**Problem details**
Rewrite the records below, changing every "knit texture" to "woven fabric" and leaving the rest the same. Omit the pictures from your output.

**Available data**
______

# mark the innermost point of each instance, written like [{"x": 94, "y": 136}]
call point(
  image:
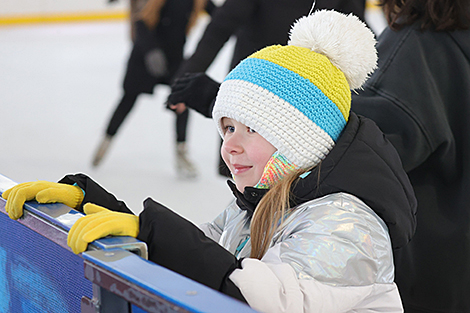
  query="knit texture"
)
[
  {"x": 295, "y": 96},
  {"x": 277, "y": 168}
]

______

**Reply**
# mark the innermost point of each instance, written like [{"x": 94, "y": 136}]
call point(
  image:
  query="woven fabric"
)
[
  {"x": 295, "y": 96},
  {"x": 277, "y": 168}
]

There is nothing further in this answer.